**OBJECTIVE**
Lay out every line of the records below as a Markdown table with the columns Row and Line. Give each line's row number in the first column and the line in the second, and leave out blank lines.

**MATERIAL PROVIDED**
-------------------------

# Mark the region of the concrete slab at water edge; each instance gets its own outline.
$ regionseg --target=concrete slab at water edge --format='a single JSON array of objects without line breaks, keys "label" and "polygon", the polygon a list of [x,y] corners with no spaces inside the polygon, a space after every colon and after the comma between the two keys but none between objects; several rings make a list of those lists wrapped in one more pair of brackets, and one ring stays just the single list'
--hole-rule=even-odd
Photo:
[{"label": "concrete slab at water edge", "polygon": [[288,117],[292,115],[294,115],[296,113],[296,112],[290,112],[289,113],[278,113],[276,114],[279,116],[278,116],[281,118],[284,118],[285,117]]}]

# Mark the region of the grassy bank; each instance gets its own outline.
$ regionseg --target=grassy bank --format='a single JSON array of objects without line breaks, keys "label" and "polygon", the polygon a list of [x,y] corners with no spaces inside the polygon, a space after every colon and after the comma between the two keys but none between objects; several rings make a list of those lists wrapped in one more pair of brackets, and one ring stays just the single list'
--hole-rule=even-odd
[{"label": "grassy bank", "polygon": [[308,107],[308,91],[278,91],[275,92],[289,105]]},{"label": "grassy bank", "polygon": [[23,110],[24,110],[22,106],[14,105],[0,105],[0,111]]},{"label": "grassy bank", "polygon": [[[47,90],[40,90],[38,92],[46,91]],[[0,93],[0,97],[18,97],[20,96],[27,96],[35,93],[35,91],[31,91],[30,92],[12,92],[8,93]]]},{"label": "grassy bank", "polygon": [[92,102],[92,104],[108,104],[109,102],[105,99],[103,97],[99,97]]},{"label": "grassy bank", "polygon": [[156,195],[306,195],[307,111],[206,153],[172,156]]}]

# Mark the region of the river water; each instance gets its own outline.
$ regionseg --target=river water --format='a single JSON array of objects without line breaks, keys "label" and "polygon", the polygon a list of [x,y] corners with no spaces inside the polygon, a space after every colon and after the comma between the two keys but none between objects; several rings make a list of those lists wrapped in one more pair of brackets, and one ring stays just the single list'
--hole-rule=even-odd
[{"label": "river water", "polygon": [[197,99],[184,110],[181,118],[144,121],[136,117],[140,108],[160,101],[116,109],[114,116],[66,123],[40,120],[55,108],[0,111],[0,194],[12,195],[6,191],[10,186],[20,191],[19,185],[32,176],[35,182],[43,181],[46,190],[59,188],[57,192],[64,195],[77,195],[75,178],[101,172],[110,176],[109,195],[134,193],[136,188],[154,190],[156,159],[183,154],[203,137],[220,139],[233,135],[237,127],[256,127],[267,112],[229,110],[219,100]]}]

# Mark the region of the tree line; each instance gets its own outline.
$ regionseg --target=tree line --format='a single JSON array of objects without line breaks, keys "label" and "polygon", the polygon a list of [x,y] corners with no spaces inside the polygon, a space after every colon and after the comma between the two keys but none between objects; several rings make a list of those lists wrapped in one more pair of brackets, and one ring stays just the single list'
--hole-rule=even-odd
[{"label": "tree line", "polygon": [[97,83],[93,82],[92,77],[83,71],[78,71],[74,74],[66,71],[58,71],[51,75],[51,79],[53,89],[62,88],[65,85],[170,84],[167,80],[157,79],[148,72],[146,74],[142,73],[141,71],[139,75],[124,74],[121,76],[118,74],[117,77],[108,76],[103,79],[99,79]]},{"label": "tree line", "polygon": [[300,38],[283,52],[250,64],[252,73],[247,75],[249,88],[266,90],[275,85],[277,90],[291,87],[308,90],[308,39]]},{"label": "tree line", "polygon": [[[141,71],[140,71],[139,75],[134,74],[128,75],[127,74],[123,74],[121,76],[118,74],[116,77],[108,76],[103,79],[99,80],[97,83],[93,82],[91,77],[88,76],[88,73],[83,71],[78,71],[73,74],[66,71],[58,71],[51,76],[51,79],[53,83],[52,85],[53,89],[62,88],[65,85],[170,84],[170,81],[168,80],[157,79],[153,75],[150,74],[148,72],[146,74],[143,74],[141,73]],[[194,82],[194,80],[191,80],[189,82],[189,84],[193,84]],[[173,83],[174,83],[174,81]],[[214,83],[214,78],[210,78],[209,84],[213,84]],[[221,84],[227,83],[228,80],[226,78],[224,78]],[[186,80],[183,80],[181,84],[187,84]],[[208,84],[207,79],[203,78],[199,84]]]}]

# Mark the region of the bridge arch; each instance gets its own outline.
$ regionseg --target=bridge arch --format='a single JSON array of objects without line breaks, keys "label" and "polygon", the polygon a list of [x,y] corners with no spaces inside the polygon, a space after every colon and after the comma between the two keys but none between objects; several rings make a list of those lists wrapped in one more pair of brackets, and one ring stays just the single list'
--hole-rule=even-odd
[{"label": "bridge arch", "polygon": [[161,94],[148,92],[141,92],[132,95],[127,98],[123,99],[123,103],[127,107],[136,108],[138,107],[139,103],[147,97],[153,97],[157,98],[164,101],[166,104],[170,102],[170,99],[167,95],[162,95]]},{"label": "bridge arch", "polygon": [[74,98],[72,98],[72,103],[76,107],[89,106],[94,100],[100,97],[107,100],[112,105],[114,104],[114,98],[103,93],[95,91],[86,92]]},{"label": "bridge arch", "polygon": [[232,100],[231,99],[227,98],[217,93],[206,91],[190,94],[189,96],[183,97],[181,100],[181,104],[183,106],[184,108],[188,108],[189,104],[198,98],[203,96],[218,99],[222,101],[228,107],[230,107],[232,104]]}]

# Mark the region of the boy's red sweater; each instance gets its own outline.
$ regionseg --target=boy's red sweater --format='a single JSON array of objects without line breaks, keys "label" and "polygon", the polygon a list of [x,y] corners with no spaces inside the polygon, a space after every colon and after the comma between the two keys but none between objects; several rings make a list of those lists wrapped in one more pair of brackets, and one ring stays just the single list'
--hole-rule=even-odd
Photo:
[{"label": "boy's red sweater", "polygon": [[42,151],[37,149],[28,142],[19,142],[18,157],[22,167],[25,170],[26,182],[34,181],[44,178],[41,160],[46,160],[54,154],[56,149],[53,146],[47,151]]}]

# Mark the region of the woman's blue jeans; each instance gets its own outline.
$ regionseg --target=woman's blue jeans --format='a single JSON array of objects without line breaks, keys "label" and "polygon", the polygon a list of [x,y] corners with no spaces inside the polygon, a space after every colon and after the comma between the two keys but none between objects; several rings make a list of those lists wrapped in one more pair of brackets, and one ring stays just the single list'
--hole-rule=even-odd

-------------------------

**TASK RESPONSE**
| Row | Line |
|---|---|
| 1 | # Mark the region of the concrete slab at water edge; each instance gets its own outline. |
| 2 | $ regionseg --target=concrete slab at water edge --format='a single JSON array of objects without line breaks, keys "label" and "polygon", the polygon a list of [x,y] corners with no spaces inside the polygon, a space after every colon and after the comma between the two keys but none between objects; several rings make a list of those lists wrapped in one more pair of brackets, and one ring stays just the single list' |
| 3 | --hole-rule=even-odd |
| 4 | Photo: |
| 5 | [{"label": "concrete slab at water edge", "polygon": [[288,117],[292,115],[294,115],[296,113],[296,112],[290,112],[289,113],[278,113],[276,114],[279,116],[278,116],[281,118],[284,118],[285,117]]}] |
| 6 | # Mark the region of the grassy bank; each instance gets its own outline. |
| 7 | $ regionseg --target=grassy bank --format='a single JSON array of objects without line breaks, keys "label" and "polygon", the polygon a list of [x,y] corners with no spaces inside the polygon, a space after every colon and after the comma between the two keys but none between objects; several rings make a list of those lists wrapped in one more pair of brackets, and one ring stays just the single list' |
| 8 | --hole-rule=even-odd |
| 9 | [{"label": "grassy bank", "polygon": [[308,107],[308,91],[278,91],[275,92],[289,105]]},{"label": "grassy bank", "polygon": [[23,110],[24,110],[22,106],[14,105],[0,105],[0,111]]},{"label": "grassy bank", "polygon": [[[47,90],[40,90],[38,92],[46,91]],[[0,93],[0,97],[18,97],[20,96],[27,96],[35,93],[35,91],[31,91],[30,92],[12,92],[8,93]]]},{"label": "grassy bank", "polygon": [[92,102],[92,104],[108,104],[109,102],[105,99],[103,97],[99,97]]},{"label": "grassy bank", "polygon": [[156,195],[306,195],[307,111],[206,153],[172,156]]}] |
| 10 | # Mark the region of the river water; each instance gets its own outline. |
| 11 | $ regionseg --target=river water --format='a single JSON array of objects without line breaks, keys "label" and "polygon", the polygon a list of [x,y] corners with no spaces inside the polygon, a space after every colon and after the comma between the two keys but none between objects; several rings make a list of those lists wrapped in one more pair of brackets, and one ring stays just the single list' |
| 12 | --hole-rule=even-odd |
| 13 | [{"label": "river water", "polygon": [[197,99],[184,110],[181,118],[144,121],[136,117],[140,108],[160,101],[116,109],[114,116],[66,123],[40,120],[55,108],[0,111],[0,194],[12,195],[6,191],[10,186],[20,191],[19,185],[32,176],[35,182],[43,181],[46,190],[59,188],[57,192],[64,195],[77,195],[75,178],[101,172],[110,176],[109,195],[134,193],[136,188],[154,190],[156,159],[183,154],[203,137],[220,139],[233,135],[237,127],[256,127],[267,112],[229,110],[219,100]]}] |
| 14 | # Mark the region of the tree line; each instance gets its own outline. |
| 15 | $ regionseg --target=tree line --format='a single JSON array of objects without line breaks, keys "label" and "polygon", the polygon a list of [x,y] corners with no spaces inside the polygon, a space after every colon and after the comma between the two keys but none between objects; several rings make a list of those lists wrapped in one more pair of brackets, and one ring stays just the single list' |
| 16 | --hole-rule=even-odd |
| 17 | [{"label": "tree line", "polygon": [[97,83],[93,82],[92,77],[83,71],[78,71],[74,74],[66,71],[58,71],[51,75],[51,79],[53,89],[62,88],[65,85],[170,84],[167,80],[157,79],[148,72],[146,74],[142,73],[141,71],[139,75],[124,74],[121,76],[118,74],[117,77],[108,76],[103,79],[99,79]]},{"label": "tree line", "polygon": [[300,38],[283,52],[250,64],[252,73],[247,75],[249,88],[266,90],[275,85],[277,90],[291,87],[308,90],[308,39]]},{"label": "tree line", "polygon": [[[141,71],[140,71],[139,75],[134,74],[128,75],[127,74],[123,74],[121,76],[118,74],[116,77],[108,76],[103,79],[99,80],[97,83],[93,82],[91,77],[88,76],[88,73],[83,71],[78,71],[73,74],[66,71],[58,71],[51,76],[51,79],[53,83],[52,85],[53,89],[62,88],[65,85],[170,84],[170,81],[168,80],[157,79],[153,75],[150,74],[148,72],[146,74],[143,74],[141,73]],[[194,82],[194,80],[191,80],[189,82],[189,84],[193,84]],[[173,83],[174,83],[174,81]],[[214,83],[214,78],[210,78],[209,84],[213,84]],[[221,84],[227,83],[228,80],[226,78],[224,78]],[[186,80],[183,80],[181,84],[187,84]],[[208,84],[207,79],[203,78],[199,84]]]}] |
| 18 | # Mark the region of the bridge arch; each instance gets its own outline. |
| 19 | $ regionseg --target=bridge arch --format='a single JSON array of objects without line breaks, keys "label" and "polygon", the polygon a list of [x,y] corners with no spaces inside the polygon, a space after every colon and after the comma between the two keys but none between objects; several rings make a list of those lists wrapped in one more pair of brackets, and one ring stays just the single list' |
| 20 | --hole-rule=even-odd |
| 21 | [{"label": "bridge arch", "polygon": [[161,94],[148,92],[141,92],[132,95],[127,98],[123,99],[123,103],[127,107],[136,108],[138,107],[139,103],[147,97],[153,97],[157,98],[164,101],[166,104],[170,102],[170,99],[167,95],[162,95]]},{"label": "bridge arch", "polygon": [[74,98],[72,98],[72,103],[76,107],[89,106],[94,100],[100,97],[107,100],[112,105],[114,104],[114,98],[103,93],[95,91],[86,92]]},{"label": "bridge arch", "polygon": [[232,100],[231,99],[227,98],[217,93],[206,91],[190,94],[189,96],[183,97],[181,100],[181,104],[183,106],[184,108],[188,108],[189,104],[198,98],[203,96],[218,99],[222,101],[228,107],[230,107],[232,104]]}] |
| 22 | # Mark the region of the boy's red sweater; each instance gets its own outline. |
| 23 | $ regionseg --target=boy's red sweater --format='a single JSON array of objects without line breaks, keys "label" and "polygon", the polygon a list of [x,y] corners with no spaces inside the polygon, a space after every colon and after the comma between the two keys but none between objects; several rings make a list of those lists wrapped in one more pair of brackets, and one ring stays just the single list' |
| 24 | --hole-rule=even-odd |
| 25 | Photo: |
| 26 | [{"label": "boy's red sweater", "polygon": [[42,151],[37,149],[28,142],[19,142],[18,157],[22,167],[25,170],[26,182],[34,181],[44,178],[41,160],[46,160],[54,154],[56,149],[53,146],[47,151]]}] |
| 27 | # Mark the region of the woman's blue jeans; each instance gets its own outline. |
| 28 | $ regionseg --target=woman's blue jeans --format='a single JSON array of objects without line breaks, keys "label" and "polygon", the polygon a list of [x,y] corners with no spaces inside the polygon, a space after every colon and after the comma between the two keys but none between objects; several rings make a list of those lists wrapped in one more pair of brackets, and one ring stays just the single list' |
| 29 | --hole-rule=even-odd |